__Questions__.
1. For each statement about the financial planning post, answer yes or no and quote the deciding words: (a) It says withholding schedules change often. (b) It compares investing without a comprehensive plan to a doctor diagnosing health from weight and temperature alone. (c) It says the market's ups and downs can be controlled.
2. Copy everything in the financial planning post from "Yes, there are" down to "run from them.", swapping "emotions" for "feelings".
====== Document excerpt
Posted on Tuesday, April 09, 2019




Where did my tax refund go? We’ve been reading and hearing about
how folks have been caught off guard by this April’s tax bill. The Tax Cuts and
Jobs Act cut taxes…right? This is true. It did for many individuals and businesses. The problem is, the withholding schedules (you know, the rates at which they withhold taxes from your paycheck each pay period) were changed,
which rarely happens. So, essentially, many “reductions” were spread out across
each paycheck throughout the year in small chunks. Sounds like many folks
missed that detail. There is nothing worse than having your expectations
crushed! In order to limit surprises, it’s imperative to understand the details. Which leads me to the next thing that gets my goat….


Financial planning is a verb, a process. It’s NOT a transaction. Throughout the course of your life, the details change. And there are a lot of them. Some's (or some family's) financial plan encompasses their entire picture including budgeting, spending and saving, debt management, taxes, cash flow needs, AND investments—all of which change through life's stages. How can anyone offer to sell you a financial product such as a mutual fund or annuity without having a dynamic financial plan in place? Think about it this way: allowing someone to manage your investments without first having a comprehensive plan is like allowing your doctor to diagnose your physical health with only your weight and temperature. Obviously, not enough information to make an informed recommendation. And speaking of experts...


Optimizing financial well-being is a team sport, not a solo gig. Given the comprehensive nature of a financial plan the process naturally incorporates expertise from various experts beyond the financial planner including your CPA, estate planning attorney, etc. By understanding your entire financial picture, and all it encompasses, it's possible for a trusted advisor to actually recommend what may be in your best interest and create an investment portfolio that everyone can feel comfortable with throughout the ups and downs. The financial plan is a centralized, living manifestation of everyone's input, including your own. I'd be weary of any of any one who wants to skip to the 99-yard line (football experts: don't judge me—there are 100 yards on the field) and just invest your money. Because nobody is an expert in everything, and it's imperative to understand multiple angles of the same issue. And, on the topic of control...


Yes, there are some things you can control when you're investing. You can and should control your expenses, the amount of stock market risk you take, and your emotions when making investment decisions. Of course, the ups and downs of the market cannot be controlled, but when you have a comprehensive financial plan and control the things you can, it's possible to actually take advantage of the things you can't control, rather than run from them.
============
====== Raw data
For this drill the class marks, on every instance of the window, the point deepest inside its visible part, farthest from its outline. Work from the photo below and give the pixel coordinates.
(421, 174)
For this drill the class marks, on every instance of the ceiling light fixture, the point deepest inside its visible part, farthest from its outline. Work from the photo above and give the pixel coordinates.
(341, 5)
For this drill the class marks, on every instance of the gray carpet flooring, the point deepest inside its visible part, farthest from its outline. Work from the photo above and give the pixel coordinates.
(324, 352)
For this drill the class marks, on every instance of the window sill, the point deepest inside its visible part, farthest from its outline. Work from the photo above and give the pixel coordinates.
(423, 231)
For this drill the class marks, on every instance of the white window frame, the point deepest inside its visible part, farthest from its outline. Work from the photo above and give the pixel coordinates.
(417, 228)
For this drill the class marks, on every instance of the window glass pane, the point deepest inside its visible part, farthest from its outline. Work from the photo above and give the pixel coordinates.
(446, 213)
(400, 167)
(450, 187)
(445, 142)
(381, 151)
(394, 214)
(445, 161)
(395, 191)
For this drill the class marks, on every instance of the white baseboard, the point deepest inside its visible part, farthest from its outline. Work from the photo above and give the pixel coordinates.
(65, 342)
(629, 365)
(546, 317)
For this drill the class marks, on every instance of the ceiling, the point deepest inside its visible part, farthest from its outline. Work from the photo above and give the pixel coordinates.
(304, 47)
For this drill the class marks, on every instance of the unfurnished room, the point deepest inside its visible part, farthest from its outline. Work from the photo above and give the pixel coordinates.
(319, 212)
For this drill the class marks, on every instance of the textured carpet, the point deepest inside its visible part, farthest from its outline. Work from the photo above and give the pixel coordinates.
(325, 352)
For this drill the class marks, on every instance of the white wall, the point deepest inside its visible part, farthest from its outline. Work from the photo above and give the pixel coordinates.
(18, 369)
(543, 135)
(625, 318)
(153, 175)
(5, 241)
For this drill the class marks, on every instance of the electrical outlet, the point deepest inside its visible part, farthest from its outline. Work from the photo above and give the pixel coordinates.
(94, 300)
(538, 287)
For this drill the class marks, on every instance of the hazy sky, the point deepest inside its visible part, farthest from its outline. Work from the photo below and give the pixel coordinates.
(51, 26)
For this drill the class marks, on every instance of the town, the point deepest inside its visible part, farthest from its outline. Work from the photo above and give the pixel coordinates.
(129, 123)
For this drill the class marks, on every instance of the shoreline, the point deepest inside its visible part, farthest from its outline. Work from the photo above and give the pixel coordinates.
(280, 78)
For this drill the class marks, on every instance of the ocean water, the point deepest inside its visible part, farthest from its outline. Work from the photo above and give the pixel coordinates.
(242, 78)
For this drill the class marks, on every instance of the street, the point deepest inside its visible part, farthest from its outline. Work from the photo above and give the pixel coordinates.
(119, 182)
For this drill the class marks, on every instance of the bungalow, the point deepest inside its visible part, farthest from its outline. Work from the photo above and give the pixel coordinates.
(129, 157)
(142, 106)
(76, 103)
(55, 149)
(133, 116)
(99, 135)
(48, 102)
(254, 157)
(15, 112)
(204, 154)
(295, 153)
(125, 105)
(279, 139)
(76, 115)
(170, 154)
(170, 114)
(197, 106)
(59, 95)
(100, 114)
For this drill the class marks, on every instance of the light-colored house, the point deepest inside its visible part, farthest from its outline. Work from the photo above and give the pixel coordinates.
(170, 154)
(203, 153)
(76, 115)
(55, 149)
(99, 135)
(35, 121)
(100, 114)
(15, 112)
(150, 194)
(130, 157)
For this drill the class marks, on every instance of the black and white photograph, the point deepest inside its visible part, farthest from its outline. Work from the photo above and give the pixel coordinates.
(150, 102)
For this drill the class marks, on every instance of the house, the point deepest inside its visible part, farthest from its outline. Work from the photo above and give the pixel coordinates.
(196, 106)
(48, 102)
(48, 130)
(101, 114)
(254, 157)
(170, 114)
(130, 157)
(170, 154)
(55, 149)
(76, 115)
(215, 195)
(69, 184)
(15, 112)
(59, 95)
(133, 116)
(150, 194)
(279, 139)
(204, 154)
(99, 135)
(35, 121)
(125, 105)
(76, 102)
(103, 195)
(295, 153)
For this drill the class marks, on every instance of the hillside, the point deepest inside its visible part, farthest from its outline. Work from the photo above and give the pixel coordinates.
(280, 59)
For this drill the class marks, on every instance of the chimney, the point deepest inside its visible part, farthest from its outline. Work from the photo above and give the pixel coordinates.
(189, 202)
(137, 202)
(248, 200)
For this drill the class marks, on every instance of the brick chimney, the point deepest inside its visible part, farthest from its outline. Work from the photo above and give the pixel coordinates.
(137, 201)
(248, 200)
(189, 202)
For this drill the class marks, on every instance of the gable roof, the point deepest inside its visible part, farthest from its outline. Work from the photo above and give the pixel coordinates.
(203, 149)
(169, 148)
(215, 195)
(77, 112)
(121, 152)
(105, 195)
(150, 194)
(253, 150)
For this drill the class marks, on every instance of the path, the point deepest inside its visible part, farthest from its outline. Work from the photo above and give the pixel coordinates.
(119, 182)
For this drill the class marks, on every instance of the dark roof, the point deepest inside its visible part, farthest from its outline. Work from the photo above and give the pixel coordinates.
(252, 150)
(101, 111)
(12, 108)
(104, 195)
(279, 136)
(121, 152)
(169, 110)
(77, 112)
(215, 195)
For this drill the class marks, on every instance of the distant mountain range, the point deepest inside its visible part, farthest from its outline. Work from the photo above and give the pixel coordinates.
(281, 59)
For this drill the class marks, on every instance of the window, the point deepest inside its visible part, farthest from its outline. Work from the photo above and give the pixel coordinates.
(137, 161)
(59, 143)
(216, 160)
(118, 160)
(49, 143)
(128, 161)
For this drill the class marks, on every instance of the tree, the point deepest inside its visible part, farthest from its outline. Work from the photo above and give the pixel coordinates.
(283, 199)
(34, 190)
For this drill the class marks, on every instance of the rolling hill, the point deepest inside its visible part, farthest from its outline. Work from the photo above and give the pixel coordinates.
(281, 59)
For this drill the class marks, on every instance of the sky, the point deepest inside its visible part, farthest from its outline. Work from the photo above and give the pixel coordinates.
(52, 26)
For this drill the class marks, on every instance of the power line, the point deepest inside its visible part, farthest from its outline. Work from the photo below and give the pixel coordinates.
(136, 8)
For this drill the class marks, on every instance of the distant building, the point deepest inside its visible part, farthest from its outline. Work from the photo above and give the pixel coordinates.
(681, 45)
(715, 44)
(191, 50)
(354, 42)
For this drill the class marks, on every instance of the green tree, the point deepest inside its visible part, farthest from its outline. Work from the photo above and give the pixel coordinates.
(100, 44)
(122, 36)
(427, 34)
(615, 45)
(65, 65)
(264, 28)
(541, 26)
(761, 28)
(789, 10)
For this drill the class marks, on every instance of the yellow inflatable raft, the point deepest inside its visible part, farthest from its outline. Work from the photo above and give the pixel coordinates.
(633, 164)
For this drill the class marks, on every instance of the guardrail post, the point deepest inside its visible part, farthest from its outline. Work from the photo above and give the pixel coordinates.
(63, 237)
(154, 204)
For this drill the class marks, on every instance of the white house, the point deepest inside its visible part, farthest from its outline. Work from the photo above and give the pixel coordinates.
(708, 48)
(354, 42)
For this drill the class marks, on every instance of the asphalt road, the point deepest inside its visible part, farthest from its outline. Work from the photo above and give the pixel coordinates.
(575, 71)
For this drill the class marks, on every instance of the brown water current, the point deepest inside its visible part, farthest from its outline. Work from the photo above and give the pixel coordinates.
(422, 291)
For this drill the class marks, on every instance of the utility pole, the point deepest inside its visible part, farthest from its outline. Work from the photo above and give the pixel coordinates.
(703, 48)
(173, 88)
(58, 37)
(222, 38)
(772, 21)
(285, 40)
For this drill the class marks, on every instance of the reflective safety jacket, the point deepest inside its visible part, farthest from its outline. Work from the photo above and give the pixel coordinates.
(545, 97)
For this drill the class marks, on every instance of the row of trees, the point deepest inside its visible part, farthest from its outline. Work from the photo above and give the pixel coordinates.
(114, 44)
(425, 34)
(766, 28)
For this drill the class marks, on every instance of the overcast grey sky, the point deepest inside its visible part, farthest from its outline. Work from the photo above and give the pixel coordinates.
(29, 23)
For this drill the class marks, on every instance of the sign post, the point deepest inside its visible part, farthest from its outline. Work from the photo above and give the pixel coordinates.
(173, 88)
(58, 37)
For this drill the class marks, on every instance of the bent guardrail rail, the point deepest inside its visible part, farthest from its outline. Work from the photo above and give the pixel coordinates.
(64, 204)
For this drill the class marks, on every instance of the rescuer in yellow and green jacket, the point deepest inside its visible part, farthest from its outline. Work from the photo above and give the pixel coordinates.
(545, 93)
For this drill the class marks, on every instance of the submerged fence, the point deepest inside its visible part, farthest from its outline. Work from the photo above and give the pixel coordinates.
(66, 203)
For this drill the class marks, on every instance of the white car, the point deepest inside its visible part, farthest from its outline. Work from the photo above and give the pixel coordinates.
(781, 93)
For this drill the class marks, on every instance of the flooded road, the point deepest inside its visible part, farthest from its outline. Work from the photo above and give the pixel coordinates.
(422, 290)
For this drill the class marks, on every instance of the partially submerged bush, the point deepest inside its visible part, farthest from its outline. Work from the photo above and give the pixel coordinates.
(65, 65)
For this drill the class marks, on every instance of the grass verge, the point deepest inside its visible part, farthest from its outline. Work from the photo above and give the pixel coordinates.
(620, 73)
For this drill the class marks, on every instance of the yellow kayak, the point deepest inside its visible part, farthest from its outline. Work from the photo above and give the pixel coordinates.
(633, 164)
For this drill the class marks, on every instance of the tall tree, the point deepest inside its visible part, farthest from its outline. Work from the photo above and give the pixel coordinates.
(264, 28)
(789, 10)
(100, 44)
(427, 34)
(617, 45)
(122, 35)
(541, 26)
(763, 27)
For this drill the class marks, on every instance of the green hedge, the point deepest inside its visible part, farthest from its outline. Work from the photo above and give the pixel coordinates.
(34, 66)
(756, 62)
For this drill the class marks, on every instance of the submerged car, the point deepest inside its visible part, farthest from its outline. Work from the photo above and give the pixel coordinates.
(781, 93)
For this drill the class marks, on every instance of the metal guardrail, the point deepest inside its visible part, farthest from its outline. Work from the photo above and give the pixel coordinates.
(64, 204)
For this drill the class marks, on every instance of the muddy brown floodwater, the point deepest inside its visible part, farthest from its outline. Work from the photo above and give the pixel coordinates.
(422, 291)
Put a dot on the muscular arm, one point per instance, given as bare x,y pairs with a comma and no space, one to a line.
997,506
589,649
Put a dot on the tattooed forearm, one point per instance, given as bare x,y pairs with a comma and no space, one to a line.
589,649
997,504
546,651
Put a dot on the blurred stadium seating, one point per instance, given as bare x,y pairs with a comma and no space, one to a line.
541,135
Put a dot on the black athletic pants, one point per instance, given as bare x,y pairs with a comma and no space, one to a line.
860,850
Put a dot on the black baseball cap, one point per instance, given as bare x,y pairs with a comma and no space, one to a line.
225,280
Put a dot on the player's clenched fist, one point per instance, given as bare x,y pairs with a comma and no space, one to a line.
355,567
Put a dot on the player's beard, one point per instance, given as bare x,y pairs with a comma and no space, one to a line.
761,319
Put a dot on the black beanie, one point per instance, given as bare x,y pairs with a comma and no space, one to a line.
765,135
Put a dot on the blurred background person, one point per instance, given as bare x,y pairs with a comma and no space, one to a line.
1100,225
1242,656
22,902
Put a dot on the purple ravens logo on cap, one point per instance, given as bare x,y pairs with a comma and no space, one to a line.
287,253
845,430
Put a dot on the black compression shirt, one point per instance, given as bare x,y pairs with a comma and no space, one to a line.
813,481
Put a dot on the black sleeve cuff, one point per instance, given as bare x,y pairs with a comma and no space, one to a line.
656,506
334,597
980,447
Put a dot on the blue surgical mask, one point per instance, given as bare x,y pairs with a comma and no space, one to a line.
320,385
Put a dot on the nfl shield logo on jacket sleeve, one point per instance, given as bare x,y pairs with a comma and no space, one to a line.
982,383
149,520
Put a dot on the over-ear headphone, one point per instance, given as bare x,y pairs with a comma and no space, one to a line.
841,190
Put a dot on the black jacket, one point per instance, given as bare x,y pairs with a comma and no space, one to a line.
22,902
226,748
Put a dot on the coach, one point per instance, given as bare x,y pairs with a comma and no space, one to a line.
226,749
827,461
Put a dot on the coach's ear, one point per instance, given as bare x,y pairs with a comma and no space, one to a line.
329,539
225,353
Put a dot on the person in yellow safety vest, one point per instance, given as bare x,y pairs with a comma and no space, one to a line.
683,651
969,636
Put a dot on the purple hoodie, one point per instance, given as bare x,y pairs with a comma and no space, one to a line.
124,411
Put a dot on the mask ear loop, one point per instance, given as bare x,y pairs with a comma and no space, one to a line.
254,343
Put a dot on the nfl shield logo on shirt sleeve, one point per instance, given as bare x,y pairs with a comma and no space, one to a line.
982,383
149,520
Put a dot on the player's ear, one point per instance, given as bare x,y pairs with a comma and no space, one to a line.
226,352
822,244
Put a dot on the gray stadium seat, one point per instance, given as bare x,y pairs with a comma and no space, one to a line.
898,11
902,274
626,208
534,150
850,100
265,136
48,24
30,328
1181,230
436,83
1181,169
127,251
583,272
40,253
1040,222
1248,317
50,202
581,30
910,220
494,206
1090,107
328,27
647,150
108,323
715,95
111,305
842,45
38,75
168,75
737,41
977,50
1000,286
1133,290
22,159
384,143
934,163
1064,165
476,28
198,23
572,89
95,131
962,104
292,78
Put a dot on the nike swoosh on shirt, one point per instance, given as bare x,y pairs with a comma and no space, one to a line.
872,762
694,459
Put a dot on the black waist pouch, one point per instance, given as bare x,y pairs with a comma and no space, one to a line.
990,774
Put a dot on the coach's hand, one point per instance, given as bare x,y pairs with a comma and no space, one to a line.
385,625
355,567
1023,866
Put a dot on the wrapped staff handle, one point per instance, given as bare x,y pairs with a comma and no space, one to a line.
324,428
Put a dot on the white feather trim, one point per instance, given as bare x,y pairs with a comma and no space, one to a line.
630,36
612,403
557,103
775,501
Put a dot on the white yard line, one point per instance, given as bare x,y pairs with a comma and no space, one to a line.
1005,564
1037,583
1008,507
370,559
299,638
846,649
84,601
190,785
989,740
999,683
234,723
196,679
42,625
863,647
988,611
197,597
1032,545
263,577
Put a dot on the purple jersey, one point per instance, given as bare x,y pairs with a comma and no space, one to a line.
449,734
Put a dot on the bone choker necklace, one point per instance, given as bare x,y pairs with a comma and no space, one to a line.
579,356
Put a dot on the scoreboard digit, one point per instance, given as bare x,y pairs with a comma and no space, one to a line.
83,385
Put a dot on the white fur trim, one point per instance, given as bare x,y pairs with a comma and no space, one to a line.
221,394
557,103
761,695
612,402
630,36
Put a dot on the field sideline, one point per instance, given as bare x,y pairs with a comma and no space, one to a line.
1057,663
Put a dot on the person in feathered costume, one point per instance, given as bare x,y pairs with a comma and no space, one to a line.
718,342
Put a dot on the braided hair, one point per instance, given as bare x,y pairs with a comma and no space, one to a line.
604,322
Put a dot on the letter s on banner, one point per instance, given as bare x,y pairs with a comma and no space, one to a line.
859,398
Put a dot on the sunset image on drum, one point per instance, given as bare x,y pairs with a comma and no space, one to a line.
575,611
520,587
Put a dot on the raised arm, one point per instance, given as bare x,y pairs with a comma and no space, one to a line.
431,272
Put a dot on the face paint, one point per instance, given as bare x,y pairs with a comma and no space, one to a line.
============
__Answer section__.
1.
(a) No: "which rarely happens."
(b) Yes: "allowing someone to manage your investments without first having a comprehensive plan is like allowing your doctor to diagnose your physical health with only your weight and temperature."
(c) No: "the ups and downs of the market cannot be controlled"

2.
Yes, there are some things you can control when you're investing. You can and should control your expenses, the amount of stock market risk you take, and your feelings when making investment decisions. Of course, the ups and downs of the market cannot be controlled, but when you have a comprehensive financial plan and control the things you can, it's possible to actually take advantage of the things you can't control, rather than run from them.